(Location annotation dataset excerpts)

>>

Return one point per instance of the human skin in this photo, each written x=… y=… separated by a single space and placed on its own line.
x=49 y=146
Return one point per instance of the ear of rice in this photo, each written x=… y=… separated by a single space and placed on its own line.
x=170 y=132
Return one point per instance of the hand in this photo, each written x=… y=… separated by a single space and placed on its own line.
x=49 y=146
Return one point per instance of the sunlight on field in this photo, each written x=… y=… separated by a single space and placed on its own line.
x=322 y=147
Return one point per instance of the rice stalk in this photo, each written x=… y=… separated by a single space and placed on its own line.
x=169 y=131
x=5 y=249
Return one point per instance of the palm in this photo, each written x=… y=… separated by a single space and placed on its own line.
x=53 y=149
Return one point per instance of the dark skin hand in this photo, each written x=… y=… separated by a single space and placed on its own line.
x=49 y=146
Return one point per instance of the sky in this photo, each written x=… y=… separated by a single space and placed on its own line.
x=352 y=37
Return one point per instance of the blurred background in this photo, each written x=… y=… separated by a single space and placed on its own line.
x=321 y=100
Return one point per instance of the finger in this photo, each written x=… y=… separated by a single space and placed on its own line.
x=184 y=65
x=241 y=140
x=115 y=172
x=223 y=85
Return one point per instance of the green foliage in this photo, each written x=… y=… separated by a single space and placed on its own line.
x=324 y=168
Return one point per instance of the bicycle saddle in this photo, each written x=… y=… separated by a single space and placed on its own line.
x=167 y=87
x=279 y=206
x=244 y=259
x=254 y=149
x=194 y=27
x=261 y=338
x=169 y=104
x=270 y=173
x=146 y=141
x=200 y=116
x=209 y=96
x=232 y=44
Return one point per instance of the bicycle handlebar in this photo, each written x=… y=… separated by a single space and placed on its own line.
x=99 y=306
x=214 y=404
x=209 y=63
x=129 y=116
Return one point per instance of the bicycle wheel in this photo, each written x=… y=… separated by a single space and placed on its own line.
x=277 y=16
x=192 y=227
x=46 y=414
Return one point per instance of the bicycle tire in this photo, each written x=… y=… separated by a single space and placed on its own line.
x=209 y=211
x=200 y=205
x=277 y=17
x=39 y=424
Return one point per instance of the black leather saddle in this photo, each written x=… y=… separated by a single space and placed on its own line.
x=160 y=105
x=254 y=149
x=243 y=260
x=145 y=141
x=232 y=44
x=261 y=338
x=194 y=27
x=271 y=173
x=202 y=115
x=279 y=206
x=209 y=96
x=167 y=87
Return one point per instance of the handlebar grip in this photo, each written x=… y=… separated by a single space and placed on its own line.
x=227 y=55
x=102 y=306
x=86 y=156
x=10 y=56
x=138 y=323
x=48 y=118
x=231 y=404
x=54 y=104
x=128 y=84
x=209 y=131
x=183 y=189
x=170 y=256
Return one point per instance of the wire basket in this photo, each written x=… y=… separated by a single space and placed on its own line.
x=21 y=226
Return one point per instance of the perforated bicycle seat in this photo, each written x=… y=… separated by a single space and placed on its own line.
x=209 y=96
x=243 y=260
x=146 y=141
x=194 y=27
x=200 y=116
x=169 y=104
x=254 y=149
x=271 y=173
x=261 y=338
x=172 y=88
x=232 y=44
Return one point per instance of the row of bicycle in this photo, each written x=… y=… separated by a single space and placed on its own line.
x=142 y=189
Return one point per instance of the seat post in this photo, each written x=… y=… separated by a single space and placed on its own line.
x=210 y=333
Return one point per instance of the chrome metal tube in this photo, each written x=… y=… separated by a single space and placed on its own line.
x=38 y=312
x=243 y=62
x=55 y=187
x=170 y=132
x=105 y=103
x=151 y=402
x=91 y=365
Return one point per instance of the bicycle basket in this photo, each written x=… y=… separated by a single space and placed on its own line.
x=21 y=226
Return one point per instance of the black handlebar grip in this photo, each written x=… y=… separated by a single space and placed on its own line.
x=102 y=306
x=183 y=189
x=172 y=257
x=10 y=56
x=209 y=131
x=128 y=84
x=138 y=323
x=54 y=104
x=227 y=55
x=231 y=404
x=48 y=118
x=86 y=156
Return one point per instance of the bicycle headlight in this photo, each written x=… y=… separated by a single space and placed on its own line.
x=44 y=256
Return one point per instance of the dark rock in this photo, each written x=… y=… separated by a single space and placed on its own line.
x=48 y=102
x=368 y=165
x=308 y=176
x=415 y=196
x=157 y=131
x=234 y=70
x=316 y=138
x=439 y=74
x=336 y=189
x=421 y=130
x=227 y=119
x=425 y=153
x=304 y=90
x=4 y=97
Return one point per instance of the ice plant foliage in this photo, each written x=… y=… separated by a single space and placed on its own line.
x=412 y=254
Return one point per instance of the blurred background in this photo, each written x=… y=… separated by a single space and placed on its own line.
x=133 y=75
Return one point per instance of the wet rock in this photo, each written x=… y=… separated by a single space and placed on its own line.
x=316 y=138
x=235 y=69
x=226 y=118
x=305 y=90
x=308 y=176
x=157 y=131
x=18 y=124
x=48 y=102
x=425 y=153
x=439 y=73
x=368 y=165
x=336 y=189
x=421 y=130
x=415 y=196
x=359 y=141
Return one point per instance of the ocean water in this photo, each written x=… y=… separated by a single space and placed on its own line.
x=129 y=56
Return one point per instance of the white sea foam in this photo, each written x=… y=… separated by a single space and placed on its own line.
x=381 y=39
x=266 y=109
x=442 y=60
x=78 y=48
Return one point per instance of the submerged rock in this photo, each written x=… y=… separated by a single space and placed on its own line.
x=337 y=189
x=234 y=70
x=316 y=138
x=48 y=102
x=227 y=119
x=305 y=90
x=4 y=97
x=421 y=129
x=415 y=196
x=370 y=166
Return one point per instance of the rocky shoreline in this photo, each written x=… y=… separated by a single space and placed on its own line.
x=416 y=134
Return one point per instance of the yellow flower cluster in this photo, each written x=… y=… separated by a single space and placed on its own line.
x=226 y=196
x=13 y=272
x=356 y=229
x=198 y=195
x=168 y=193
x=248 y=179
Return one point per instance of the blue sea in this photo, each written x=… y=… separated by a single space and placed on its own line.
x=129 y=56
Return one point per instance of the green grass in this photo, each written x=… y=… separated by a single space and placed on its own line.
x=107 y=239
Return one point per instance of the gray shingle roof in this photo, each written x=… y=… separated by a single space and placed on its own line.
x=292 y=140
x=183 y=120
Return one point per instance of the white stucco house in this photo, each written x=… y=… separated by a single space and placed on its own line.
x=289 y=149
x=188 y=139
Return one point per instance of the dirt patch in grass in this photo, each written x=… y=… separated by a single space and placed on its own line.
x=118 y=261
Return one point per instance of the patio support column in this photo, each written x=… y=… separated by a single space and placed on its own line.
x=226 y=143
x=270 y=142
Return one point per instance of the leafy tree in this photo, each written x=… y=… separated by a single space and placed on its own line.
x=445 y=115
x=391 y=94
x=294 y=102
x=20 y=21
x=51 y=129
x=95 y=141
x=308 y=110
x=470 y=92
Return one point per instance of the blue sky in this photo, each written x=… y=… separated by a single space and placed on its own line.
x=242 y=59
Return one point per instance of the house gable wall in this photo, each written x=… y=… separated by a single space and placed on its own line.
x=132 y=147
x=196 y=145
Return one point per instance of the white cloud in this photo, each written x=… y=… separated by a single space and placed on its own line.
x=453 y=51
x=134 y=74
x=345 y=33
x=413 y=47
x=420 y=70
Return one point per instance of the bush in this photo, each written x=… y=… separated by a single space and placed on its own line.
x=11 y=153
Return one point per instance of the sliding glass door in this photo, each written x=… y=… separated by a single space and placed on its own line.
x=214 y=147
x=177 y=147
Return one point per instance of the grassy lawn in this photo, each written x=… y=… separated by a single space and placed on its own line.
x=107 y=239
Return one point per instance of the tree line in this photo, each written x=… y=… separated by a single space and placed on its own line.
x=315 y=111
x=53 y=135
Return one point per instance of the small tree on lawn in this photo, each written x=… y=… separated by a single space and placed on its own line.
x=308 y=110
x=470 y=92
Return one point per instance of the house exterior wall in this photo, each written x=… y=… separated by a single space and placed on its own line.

<<

Write out exactly the final stretch of the records: the line containing "Return one point per instance of the house gable" and every line after it, through the last, and nothing else.

— Answer to the exercise —
Return one point per instance of the house gable wall in this photo, each written x=… y=… separated by a single space and placed on its own line.
x=132 y=147
x=196 y=145
Return one point per instance of the white cloud in this photo, each written x=… y=… separated by a single space and placed on its own line.
x=453 y=51
x=134 y=74
x=345 y=33
x=413 y=47
x=420 y=70
Return one point per instance of the bush in this photo, each written x=… y=… separated by a single space and placed on its own line.
x=11 y=153
Return one point per instance of the sliding glass door in this photo, each written x=… y=… separated by a single space and placed on its own line.
x=214 y=147
x=177 y=147
Return one point per instance of the grassy lawn in this photo, each written x=… y=… separated by a single space and placed on its own line.
x=107 y=239
Return one point per instance of the tree line in this photo, each written x=… y=… separated by a single space and placed on its own line.
x=315 y=111
x=53 y=135
Return one point per instance of the small tree on lawn in this photo, each written x=… y=… separated by a single space and placed on its own line.
x=308 y=110
x=470 y=92
Return one point per instance of the house exterior wall in this photo, each written x=… y=… separated by a single space and placed on its own line.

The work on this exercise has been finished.